*Extracted information*
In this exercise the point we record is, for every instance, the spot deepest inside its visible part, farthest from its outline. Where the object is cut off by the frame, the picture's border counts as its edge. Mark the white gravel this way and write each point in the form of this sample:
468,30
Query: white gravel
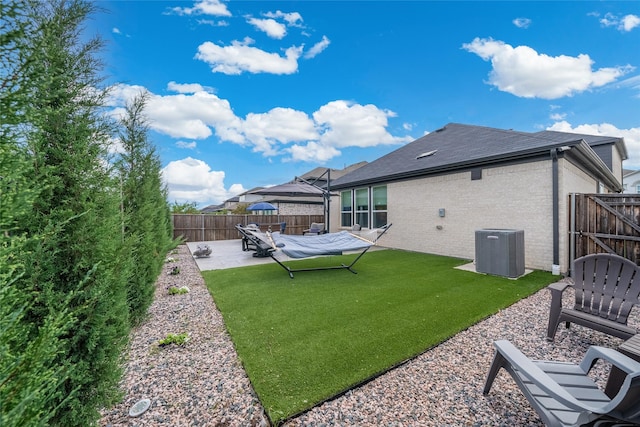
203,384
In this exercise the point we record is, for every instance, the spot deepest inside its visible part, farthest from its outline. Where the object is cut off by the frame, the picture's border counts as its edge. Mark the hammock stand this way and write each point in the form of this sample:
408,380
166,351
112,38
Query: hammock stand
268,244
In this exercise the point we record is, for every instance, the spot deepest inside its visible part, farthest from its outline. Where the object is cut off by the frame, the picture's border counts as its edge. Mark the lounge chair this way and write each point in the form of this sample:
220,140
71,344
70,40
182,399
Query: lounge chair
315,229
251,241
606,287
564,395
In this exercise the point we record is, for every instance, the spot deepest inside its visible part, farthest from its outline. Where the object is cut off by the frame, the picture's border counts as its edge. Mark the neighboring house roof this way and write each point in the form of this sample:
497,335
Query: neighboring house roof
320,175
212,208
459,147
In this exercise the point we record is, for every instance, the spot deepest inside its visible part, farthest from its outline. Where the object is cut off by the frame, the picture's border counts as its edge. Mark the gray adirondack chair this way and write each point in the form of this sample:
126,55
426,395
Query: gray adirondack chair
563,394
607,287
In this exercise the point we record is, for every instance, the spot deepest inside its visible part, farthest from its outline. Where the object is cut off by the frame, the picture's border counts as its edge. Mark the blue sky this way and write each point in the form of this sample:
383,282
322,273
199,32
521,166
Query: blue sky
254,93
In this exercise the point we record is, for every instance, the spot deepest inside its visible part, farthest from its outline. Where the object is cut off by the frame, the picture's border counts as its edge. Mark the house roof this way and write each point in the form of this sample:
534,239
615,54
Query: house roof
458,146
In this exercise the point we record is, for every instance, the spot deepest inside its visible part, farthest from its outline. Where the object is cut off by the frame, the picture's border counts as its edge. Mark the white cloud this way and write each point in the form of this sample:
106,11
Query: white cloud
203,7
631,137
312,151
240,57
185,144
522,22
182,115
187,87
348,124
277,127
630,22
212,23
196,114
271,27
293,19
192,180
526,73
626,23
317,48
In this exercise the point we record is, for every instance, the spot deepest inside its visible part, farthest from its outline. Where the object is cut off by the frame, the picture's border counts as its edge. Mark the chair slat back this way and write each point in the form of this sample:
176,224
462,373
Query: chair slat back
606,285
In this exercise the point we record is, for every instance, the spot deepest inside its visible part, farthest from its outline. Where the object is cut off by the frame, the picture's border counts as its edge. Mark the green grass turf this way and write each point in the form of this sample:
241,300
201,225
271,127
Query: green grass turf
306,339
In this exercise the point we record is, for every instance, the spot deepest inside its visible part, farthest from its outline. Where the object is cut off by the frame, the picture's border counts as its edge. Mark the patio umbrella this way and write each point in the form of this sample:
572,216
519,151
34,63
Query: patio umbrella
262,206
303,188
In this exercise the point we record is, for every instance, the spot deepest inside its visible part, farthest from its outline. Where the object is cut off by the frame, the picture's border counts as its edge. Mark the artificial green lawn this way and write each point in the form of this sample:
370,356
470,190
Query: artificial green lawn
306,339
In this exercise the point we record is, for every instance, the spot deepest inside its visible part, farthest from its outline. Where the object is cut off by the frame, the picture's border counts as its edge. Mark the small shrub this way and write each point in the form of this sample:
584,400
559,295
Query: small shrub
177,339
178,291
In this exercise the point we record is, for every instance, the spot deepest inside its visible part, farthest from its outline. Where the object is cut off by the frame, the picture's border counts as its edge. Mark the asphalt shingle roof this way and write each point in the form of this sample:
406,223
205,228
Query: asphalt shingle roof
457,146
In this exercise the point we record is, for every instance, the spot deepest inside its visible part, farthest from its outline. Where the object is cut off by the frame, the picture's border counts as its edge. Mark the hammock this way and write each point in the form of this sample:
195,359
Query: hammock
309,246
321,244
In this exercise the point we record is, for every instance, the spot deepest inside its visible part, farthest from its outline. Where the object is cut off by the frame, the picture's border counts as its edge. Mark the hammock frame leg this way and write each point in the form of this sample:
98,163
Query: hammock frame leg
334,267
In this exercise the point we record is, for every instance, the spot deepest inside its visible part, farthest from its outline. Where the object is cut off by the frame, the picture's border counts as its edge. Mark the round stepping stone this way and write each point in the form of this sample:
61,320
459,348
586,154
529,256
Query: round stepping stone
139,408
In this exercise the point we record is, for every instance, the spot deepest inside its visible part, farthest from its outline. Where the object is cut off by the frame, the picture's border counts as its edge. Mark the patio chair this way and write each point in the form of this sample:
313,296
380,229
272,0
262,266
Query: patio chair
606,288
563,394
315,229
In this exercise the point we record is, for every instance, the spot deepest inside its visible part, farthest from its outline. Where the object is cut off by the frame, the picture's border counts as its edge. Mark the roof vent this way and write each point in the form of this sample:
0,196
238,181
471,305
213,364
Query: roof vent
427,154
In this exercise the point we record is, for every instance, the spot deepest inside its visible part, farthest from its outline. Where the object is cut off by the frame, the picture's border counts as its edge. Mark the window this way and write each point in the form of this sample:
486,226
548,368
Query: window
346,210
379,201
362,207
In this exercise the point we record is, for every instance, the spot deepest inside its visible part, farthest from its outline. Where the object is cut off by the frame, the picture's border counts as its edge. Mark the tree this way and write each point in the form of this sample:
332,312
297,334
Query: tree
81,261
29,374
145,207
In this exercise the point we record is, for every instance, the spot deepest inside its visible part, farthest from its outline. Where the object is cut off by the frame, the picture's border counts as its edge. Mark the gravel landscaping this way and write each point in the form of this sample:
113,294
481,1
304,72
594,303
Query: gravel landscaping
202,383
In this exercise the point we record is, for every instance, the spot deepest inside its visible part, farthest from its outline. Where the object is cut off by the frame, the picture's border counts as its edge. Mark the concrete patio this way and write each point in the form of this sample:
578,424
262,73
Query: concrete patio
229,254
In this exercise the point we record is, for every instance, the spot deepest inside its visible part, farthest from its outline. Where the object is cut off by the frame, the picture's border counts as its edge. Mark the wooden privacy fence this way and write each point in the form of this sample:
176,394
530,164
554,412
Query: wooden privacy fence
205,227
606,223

*What is expected*
Copy out all of the material exactly as written, without its pictures.

*Reply*
In this exercise the point we record is, for every instance, the spot deepest inside its visible part, farthest from its outline. Where the object is cut off by the frame, the picture's border counts as its edge. Mark the white gravel this way and write each point in the form of this sample:
468,30
Query: white gravel
203,384
In this exercise the point we record is, for every instance, the spot deepest inside its visible part, farthest from its outline. Where the object is cut off by the frame, the picture's border counts as its edge. Mark the hammock stand this way and write each point in the form of this sample:
408,380
166,351
112,38
Query: hammock stand
268,244
In this exercise the point we record is, for every instance, the spot deepest inside its visible part, farthest from its outline. Where the object is cut off by the frame, the picture's border counts as its edge. Mark the lounge chair this way and write each point in the form of this sample:
220,140
71,344
70,40
182,399
Query: lounge chair
315,229
251,241
606,287
564,395
In this exercise the point we record is, for every instance, the spot deepest inside its visible part, farthest from its outline. Where the object is cut off by the frame, the picture's border counts as its edge. Mark the neighboring house roof this way and write each point in the form of this sample:
497,335
Query: neighboring house roof
320,175
212,208
459,147
In this exercise the point we record is, for every instance, the spot deepest inside its visible part, farthest from its outline. Where the object is cut off by the frame, the picture's border counts as its edge. Mark the gray adirondack chair this way and write each point in the form of this sample:
126,55
426,395
Query: gray adirondack chair
563,394
607,287
In this exercise the point we record is, for every instance, the spot deepest inside its visible part, farthest from its outline. Where the object is cut off by the frame, the picture's border counts as its edge. Mark the blue sky this way and write each point in the form of this sample:
383,282
322,273
199,32
521,166
Query: blue sky
254,93
In this exercise the point we record is, for every instance, the spot deepest inside its visible part, farthest from its outline. Where the object is cut off by the frame, the picture's border counts as its edge. Mark the house roof this way and write each point in the form of this sample:
534,239
615,54
Query: house roof
458,146
In this exercise the point we record is, for every instance, the spot deepest inside its visible part, farthest from its outline. Where the object is cut off by the frame, the picture's border counts as its edge. Mark the white cloud this way and write each point in the form of this sample:
106,11
Query: white cloud
203,7
631,137
312,151
240,57
185,144
522,22
182,115
187,87
348,124
277,127
630,22
212,23
196,114
271,27
293,19
192,180
526,73
626,23
317,48
In this exercise the point we record is, for every instance, the spot deepest inside its visible part, farthest from its outline. Where the object is cut off by the frame, the picture's border counts as its edge. Mark the chair slat back this way and write each point in the form of this sample:
176,224
462,373
Query: chair slat back
606,285
In this exercise the point we record is, for every instance, the spot deepest inside its visible part, farthest from its outline. Where the object is cut off by the frame, the picture's border counts as its edge. Mark the green grass turf this way and write each point in the form of this sample:
241,300
201,225
271,127
Query: green grass turf
306,339
In this exercise the point we record is, for every instance, the spot deepest inside its visible part, farthest from its outline. Where the object is cut off by the frame, the picture's border counts as its edge. Mark the patio umbrella this way and write each point in the form of this sample:
572,216
519,151
34,63
Query: patio umbrella
262,206
303,188
In this exercise the point we record is, for every instance, the spot deepest inside its visible part, farthest from its outline. Where the object is cut off by the frame, the picture's border counts as its edge. Mark the artificial green lawn this way and write each point in the form of this sample:
370,356
470,190
Query: artificial green lawn
306,339
In this exercise the point we record is, for every instance, the spot deepest inside its visible part, farthest from its outline. Where the object is cut off by the frame, the picture's border counts as its edge. Mark the small shrub this way and write each point in the form of this sample:
584,400
559,295
Query: small shrub
177,339
178,291
In this exercise the point we record is, for every instance, the spot deepest inside its visible part, farthest from its outline. Where the object is cut off by the frame, the picture's border counts as its edge. Mark the asphalt shingle roof this way and write each point in the form of this sample:
406,223
205,228
Query: asphalt shingle roof
457,146
In this exercise the point we record is, for every instance, the spot deepest inside its visible part, farthest from its outline. Where the object is cut off by the frame, the picture's border counts as its edge. Mark the hammock this way and write each point in the form of this sample:
195,359
Query: hammock
309,246
321,244
In this exercise the point we record is, for every instance, the spot deepest inside its visible part, farthest from its outline. Where the object is cut off by the frame, the picture's border counts as its edge. Mark the hammock frame leg this way and write each point in the form of this sample:
98,163
Query: hammock frame leg
334,267
In this exercise the point we record is, for every instance, the spot deepest inside its visible part, farthest from its outline. Where the object is cut off by the frame, the picture's border counts as its edge. Mark the round stepping stone this way and write each point in the form of this sample:
61,320
459,348
586,154
529,256
Query: round stepping stone
139,408
In this exercise the point we record is, for every instance, the spot deepest inside its visible part, farthest from its outline. Where the object is cut off by the frame, the picture's border counts as its edge. Mark the patio chair this way and write each point in the form of this sample:
313,296
380,229
272,0
262,266
Query: patio chair
606,288
563,394
315,229
In this exercise the point we record is, for every instance, the spot deepest inside its visible part, farthest from its outline. Where the object is cut off by the frame, the picture's border counts as its edge. Mark the roof vent this way and write each point in the form of this sample:
0,196
238,181
471,305
213,364
Query: roof vent
427,154
In this exercise the point we record is, for every instance, the spot deepest inside its visible part, farthest from its outline. Where the object is cut off by the frame, the picture's border counts as its edge. Mark the window this way and write each point in the form of this sample:
486,226
548,368
Query: window
346,210
379,201
362,207
In this exercise the point we record is, for every instance, the spot deepest inside its visible part, farthest from its outline. Where the object is cut off by the frame, the picture's border counts as its edge. Mark the tree this way and write each point in the form of this sample:
332,312
297,334
Query: tree
81,261
29,374
145,207
In this exercise the point we record is, for every instance, the spot deepest inside its visible part, farthest from its outline. Where the object is cut off by the frame, the picture's border counts as its edge. Mark the gravel landscaping this way and write each point in the form of this sample:
113,294
481,1
304,72
594,303
Query: gravel landscaping
202,383
In this exercise the point we record is, for every instance, the spot deepest inside its visible part, farthest from its outline. Where the object is cut off by the frame, the picture's border counts as its edge. Mark the concrete patio this way and write each point in the form of this sample:
578,424
262,73
Query: concrete patio
229,254
In this exercise the point we record is, for every instance, the spot deepest inside its visible part, farthest from its outline. Where the object is cut off by the frame, the picture's border counts as its edge. Mark the wooden privacy fence this way and write each point in the form of this sample:
176,394
530,164
554,412
Query: wooden privacy fence
205,227
606,223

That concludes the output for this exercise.